Problem statement: Put the listing below, from its start up to and including the line with "98 L 99 100", into a two-column CSV with the columns input and output. Give one row for each text with its answer, with each value in a single quoted field and its line breaks replaced by spaces.

───── Raw records

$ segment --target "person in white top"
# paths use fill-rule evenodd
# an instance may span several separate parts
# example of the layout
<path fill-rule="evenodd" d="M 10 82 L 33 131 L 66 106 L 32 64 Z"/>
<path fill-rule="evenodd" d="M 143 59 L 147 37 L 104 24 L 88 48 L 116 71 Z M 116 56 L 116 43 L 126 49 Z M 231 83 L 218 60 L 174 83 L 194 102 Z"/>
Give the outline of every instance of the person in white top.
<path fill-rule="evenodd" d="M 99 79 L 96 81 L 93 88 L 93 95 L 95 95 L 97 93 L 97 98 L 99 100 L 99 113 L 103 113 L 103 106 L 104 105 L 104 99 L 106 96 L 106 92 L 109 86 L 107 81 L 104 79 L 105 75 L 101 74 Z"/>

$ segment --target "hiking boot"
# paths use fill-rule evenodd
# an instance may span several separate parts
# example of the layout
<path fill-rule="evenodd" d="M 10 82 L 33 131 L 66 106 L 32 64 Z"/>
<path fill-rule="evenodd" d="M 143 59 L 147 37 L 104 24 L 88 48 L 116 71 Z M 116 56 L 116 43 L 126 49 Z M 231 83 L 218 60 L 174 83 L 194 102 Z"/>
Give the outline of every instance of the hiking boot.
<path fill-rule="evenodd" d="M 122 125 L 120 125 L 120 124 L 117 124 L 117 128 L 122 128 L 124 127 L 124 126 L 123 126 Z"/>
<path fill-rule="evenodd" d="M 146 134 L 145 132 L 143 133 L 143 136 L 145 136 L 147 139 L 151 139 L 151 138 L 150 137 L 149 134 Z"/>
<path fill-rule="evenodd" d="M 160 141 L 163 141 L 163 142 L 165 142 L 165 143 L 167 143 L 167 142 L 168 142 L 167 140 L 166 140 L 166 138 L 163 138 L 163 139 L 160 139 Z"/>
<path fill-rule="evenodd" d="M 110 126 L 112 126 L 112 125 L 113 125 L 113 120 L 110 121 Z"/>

──────────

Complete output:
input,output
"$ segment --target ""person in white top"" # paths use fill-rule evenodd # an instance may span several separate parts # example of the layout <path fill-rule=""evenodd"" d=""M 10 82 L 33 131 L 66 106 L 32 64 Z""/> <path fill-rule=""evenodd"" d=""M 143 59 L 147 37 L 104 24 L 88 48 L 116 71 Z M 116 56 L 116 43 L 126 49 Z M 231 83 L 218 60 L 174 83 L 194 102 Z""/> Give the outline of every instance of the person in white top.","<path fill-rule=""evenodd"" d=""M 99 79 L 96 81 L 93 88 L 93 95 L 95 95 L 97 93 L 97 98 L 99 100 L 99 113 L 103 113 L 103 106 L 104 105 L 104 99 L 106 96 L 106 92 L 109 86 L 107 81 L 104 79 L 105 75 L 101 74 Z""/>"